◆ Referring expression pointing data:
Content starts

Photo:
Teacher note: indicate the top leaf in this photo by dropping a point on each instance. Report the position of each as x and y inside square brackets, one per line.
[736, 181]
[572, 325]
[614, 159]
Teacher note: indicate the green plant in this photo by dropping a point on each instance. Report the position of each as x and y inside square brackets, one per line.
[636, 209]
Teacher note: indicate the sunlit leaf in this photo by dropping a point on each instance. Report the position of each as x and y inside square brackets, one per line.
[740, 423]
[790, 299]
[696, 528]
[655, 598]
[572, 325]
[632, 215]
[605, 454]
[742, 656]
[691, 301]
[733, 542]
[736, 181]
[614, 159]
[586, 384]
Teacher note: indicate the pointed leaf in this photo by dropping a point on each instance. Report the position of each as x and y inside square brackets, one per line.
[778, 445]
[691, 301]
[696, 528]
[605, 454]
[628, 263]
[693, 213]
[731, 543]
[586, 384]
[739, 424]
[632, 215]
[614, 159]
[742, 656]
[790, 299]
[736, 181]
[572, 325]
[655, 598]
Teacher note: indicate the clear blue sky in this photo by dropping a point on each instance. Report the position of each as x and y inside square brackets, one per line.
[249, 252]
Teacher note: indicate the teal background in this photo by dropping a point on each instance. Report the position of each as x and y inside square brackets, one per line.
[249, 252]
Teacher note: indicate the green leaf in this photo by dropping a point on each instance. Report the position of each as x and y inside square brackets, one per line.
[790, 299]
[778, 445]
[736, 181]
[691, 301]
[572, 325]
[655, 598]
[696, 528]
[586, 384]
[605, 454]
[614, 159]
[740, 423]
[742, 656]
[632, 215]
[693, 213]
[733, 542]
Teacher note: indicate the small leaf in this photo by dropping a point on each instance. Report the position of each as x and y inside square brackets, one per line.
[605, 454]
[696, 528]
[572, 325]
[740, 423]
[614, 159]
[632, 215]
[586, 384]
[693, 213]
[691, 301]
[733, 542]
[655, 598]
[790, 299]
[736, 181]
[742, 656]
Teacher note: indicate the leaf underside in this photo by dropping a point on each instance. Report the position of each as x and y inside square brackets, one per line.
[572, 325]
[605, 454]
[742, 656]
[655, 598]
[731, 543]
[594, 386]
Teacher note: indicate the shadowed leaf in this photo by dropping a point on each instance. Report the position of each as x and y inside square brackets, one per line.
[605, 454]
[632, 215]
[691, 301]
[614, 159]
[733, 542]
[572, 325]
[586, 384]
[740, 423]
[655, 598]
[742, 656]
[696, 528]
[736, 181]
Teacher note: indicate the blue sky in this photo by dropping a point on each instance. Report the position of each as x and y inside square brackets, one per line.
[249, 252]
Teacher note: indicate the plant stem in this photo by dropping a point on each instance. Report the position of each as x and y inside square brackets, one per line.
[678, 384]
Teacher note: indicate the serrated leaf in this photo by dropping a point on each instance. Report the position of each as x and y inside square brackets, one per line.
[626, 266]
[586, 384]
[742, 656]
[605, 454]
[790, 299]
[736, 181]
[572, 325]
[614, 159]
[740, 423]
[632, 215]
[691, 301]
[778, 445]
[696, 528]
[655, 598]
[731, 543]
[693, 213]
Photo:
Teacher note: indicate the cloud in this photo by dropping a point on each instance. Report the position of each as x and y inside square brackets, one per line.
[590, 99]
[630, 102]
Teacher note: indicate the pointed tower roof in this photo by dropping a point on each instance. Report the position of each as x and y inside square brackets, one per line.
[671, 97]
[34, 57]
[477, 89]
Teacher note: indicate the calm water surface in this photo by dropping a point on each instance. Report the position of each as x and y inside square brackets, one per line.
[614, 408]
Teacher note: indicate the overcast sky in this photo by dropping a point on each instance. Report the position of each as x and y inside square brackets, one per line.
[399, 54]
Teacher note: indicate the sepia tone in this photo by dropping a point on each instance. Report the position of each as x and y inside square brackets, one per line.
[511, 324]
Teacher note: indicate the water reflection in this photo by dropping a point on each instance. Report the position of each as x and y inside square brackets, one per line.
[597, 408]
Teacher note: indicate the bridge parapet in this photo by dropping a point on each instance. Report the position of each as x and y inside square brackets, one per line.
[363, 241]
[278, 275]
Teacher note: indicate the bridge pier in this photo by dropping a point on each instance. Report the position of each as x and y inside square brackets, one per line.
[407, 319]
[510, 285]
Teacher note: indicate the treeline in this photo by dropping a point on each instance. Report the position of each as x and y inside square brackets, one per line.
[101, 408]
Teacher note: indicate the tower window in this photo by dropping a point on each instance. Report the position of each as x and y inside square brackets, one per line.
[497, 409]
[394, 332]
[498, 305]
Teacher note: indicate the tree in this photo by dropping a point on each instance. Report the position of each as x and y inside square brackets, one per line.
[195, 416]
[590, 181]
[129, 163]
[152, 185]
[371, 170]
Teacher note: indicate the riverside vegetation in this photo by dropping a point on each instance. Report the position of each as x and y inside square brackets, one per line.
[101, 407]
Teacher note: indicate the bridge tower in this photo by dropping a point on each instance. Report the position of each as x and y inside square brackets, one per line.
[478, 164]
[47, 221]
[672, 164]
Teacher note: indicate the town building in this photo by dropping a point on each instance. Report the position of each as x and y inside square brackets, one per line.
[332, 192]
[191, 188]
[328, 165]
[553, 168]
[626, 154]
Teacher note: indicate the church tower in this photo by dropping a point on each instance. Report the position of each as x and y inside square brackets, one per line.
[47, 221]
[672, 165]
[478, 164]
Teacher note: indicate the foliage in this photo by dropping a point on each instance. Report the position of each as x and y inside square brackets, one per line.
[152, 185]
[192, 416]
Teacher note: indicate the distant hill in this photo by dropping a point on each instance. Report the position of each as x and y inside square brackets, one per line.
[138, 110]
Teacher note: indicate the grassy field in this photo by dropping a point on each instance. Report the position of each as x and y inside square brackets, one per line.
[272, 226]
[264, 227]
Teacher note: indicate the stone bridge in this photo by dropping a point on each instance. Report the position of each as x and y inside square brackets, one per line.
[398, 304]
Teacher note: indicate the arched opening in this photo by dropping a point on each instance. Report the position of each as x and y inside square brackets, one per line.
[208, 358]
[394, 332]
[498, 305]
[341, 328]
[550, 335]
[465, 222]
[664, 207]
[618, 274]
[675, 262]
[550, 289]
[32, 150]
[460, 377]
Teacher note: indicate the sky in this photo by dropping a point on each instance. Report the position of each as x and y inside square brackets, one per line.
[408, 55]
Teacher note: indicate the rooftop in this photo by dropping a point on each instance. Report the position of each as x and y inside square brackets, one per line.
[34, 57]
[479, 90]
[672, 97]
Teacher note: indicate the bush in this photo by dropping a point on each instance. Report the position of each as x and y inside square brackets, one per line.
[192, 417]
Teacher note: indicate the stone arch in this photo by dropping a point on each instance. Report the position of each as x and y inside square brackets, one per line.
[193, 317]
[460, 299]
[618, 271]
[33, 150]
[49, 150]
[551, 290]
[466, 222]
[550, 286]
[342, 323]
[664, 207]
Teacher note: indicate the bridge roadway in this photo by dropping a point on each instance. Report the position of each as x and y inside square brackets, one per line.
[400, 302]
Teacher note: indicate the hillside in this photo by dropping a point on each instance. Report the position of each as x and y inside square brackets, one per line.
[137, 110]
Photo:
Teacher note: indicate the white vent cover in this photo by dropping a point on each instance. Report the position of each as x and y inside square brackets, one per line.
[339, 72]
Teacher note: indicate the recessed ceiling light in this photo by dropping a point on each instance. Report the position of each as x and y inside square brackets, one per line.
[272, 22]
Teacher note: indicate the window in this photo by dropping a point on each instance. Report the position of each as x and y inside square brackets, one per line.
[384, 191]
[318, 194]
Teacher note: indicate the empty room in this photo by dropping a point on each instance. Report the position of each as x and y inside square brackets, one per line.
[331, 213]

Content ends

◆ Try it: Copy out the data shown above in full. Match it exactly.

◆ Solution below:
Photo:
Teacher note: indicate the top leaf in this photo by dropping a point on each instance. Report the position of each as x and y inside square brackets, one per line.
[736, 181]
[572, 325]
[614, 159]
Teacher note: indicate the green plant in this photo by dropping a point on each instance. Report the position of each as x and y inside square brackets, one per line.
[636, 209]
Teacher note: indicate the sunlit leaf in this photo by dropping a point on each instance. Report the position of each as x and y inside square brackets, one per line.
[740, 423]
[790, 299]
[696, 528]
[655, 598]
[572, 325]
[632, 215]
[605, 454]
[742, 656]
[691, 301]
[733, 542]
[736, 181]
[614, 159]
[586, 384]
Teacher note: indicate the pointed leaf in this photo by dropping a point on each instance. Report the position of each as x and y inside square brackets, one per line.
[778, 445]
[691, 301]
[696, 528]
[605, 454]
[628, 263]
[693, 213]
[731, 543]
[586, 384]
[739, 424]
[632, 215]
[614, 159]
[742, 656]
[790, 299]
[736, 181]
[572, 325]
[655, 598]
Teacher note: indicate the clear blue sky in this photo by dropping a point on each instance. Report the position of each as x and y inside square brackets, one per line.
[249, 252]
Teacher note: indicate the teal background in this photo by dropping a point on each instance. Report the position of each as x and y inside square brackets, one per line.
[249, 252]
Teacher note: indicate the green leaf in this photo by dropping a point on each instance. Report the position of each as x and y inside square brackets, one per line.
[790, 299]
[778, 445]
[736, 181]
[691, 301]
[572, 325]
[655, 598]
[696, 528]
[586, 384]
[605, 454]
[614, 159]
[740, 423]
[742, 656]
[632, 215]
[693, 213]
[733, 542]
Teacher note: indicate the small leaf in this photo by dropping a point on each instance. Report the position of each as x and y inside square brackets, one per line.
[605, 454]
[696, 528]
[572, 325]
[740, 423]
[614, 159]
[632, 215]
[586, 384]
[693, 213]
[691, 301]
[733, 542]
[655, 598]
[790, 299]
[736, 181]
[742, 656]
Teacher note: indicate the leaf underside in this photo by dropping a point on each instance. Report the position of each as x and y inside square brackets, one per line.
[572, 325]
[605, 454]
[742, 656]
[655, 598]
[731, 543]
[594, 386]
Teacher note: indicate the shadowed leaf in this photo by dropping a point on each instance. Report the position of each as x and y inside square brackets, one per line.
[605, 454]
[632, 215]
[691, 301]
[614, 159]
[733, 542]
[572, 325]
[586, 384]
[740, 423]
[655, 598]
[742, 656]
[696, 528]
[736, 181]
Teacher note: indicate the blue sky in this photo by dropping a point on each instance. Report the position of each as x and y inside square brackets, one per line.
[249, 252]
Teacher note: indicate the plant stem in this photo by dropping a point on each instance. Report the position of each as x and y inside square brackets, one per line.
[678, 384]
Teacher note: indicate the serrated leaf in this photo by dropping a point on each instance. Report the position of each as x and y inside square brackets, one per line.
[626, 266]
[586, 384]
[742, 656]
[605, 454]
[790, 299]
[736, 181]
[572, 325]
[614, 159]
[740, 423]
[632, 215]
[691, 301]
[778, 445]
[696, 528]
[655, 598]
[731, 543]
[693, 213]
Photo:
Teacher note: indicate the cloud in this photo by dropping a point on each instance. Report the position of each as x and y inside square brackets, one per line.
[590, 99]
[630, 102]
Teacher note: indicate the pointed tower roof in this photo by dropping a point on each instance. Report the position of each as x and y inside square brackets, one per line.
[671, 97]
[34, 57]
[477, 89]
Teacher note: indicate the calm water surface in this photo by dropping a point on each instance. Report the position of each as x and y inside square brackets, one per line.
[614, 408]
Teacher note: indicate the overcast sky in this photo by dropping a point on each instance. Report the position of each as x and y inside square brackets, one per line.
[399, 54]
Teacher note: indicate the sepia tone in this photo by dropping a point on each instance. Report the position of each as x and y inside square brackets, one per line.
[511, 324]
Teacher note: indicate the water reflection in this photo by dropping a point on each instance. Report the position of each as x and y inside square brackets, one per line.
[597, 408]
Teacher note: indicate the bridge parapet in this photo by dropping a point on each instance. Report the position of each as x and y inside square brackets, one per line.
[363, 241]
[278, 275]
Teacher note: indicate the bridge pier in this photo by dropping a point on each instance. Report the position of each as x and y inside square brackets, one per line.
[407, 319]
[510, 285]
Teacher note: indicate the treeline in this photo by dropping a point on each instance. Report the position of each as x and y inside square brackets, one per line.
[101, 408]
Teacher note: indicate the tower window in this photo by dropping a point on each instance. Report the position of each as x and y inside square brackets, one per line.
[497, 409]
[394, 332]
[498, 305]
Teacher note: indicate the tree in this photo by dropping a point on each instance. Report the position of each as x and y inside square brackets, one per line.
[195, 416]
[590, 181]
[129, 163]
[152, 185]
[371, 170]
Teacher note: indicate the riverside vegetation in this photo by dropping a point on each instance. Report the position of each as x and y inside square brackets, one per line.
[101, 407]
Teacher note: indicate the bridge tower in this photo by dropping a point on each instance. Report the position of each as x and y inside square brackets, one per line.
[478, 164]
[47, 221]
[672, 164]
Teacher note: indicate the town building in this photo by dropping a point on each instance. Report the position of each as x and y inside square brackets, one per line.
[332, 192]
[191, 188]
[328, 165]
[553, 168]
[626, 154]
Teacher note: indicate the church tower in this photo by dropping a point on each instance. Report the position of each as x and y inside square brackets, one per line.
[47, 221]
[672, 165]
[478, 164]
Teacher note: indicate the foliage in this photo by dropping a point on each instance. Report the position of each as x and y inside square brackets, one per line.
[152, 185]
[192, 416]
Teacher note: indicate the distant hill in this photo by dropping a point on each instance. Report the position of each as x and y inside square brackets, one per line.
[138, 110]
Teacher note: indicate the grassy field in this photo by dropping a point on each instance. Report the position of each as x and y inside square brackets, one per line.
[272, 226]
[264, 227]
Teacher note: indicate the stone bridge in this photo by dropping a point on each instance. Report the position of each as x and y inside square brackets, one per line.
[398, 304]
Teacher note: indicate the arched opening in this photo by dropping a point on each instance. Report the position of each as x and y inside square brackets, one per line.
[208, 358]
[394, 332]
[498, 305]
[341, 328]
[550, 335]
[465, 222]
[664, 207]
[618, 274]
[675, 262]
[550, 289]
[32, 150]
[460, 377]
Teacher note: indicate the sky in this photo by dropping a point on each instance. Report the position of each as x and y inside square brackets, one per line.
[408, 55]
Teacher note: indicate the rooftop in this photo by dropping a point on each instance. Report the position of each as x and y inside square brackets, one per line.
[34, 57]
[479, 90]
[672, 97]
Teacher note: indicate the bush in this photo by dropping a point on each instance. Report the position of each as x and y inside square brackets, one per line.
[192, 417]
Teacher note: indicate the stone arch in this photo by dropping a point on each instance. Report the position of each as x and y inside square brackets, one per line.
[193, 317]
[460, 299]
[618, 271]
[33, 150]
[49, 150]
[551, 290]
[466, 222]
[550, 286]
[342, 323]
[664, 207]
Teacher note: indicate the bridge roadway in this photo by dropping a point on each instance. Report the position of each as x and y inside square brackets, one per line.
[400, 302]
Teacher note: indicate the hillside in this photo by dropping a point on each instance. Report the position of each as x and y inside square brackets, one per line.
[137, 110]
Photo:
Teacher note: indicate the white vent cover in this photo by dropping a point on each instance. Report the position of each as x and y inside square brackets, one per line.
[339, 72]
Teacher note: indicate the recessed ceiling light in this photo by dropping a point on each instance. Report the position of each as x and y inside square brackets, one per line.
[272, 22]
Teacher note: indicate the window in this photo by dropping a point on each instance. Report the position of each as x and y inside square brackets, one per line.
[384, 191]
[318, 194]
Teacher note: indicate the empty room in this photo by dropping a point on each instance. Report the position of each as x and y inside square brackets, one per line.
[331, 213]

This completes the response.